• **Goal of the exercise**: Please give an exact copy of every line from the one holding "Target: child's arm" through the final line of the records below.

• **Data to examine**:
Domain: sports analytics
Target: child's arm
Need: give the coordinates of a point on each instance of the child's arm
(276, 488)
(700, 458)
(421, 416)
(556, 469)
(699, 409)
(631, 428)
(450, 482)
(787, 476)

• **Answer area**:
Target: child's arm
Need: give the coordinates of a point on each instance of the child's arm
(276, 488)
(700, 458)
(421, 416)
(556, 469)
(699, 409)
(631, 428)
(450, 482)
(787, 476)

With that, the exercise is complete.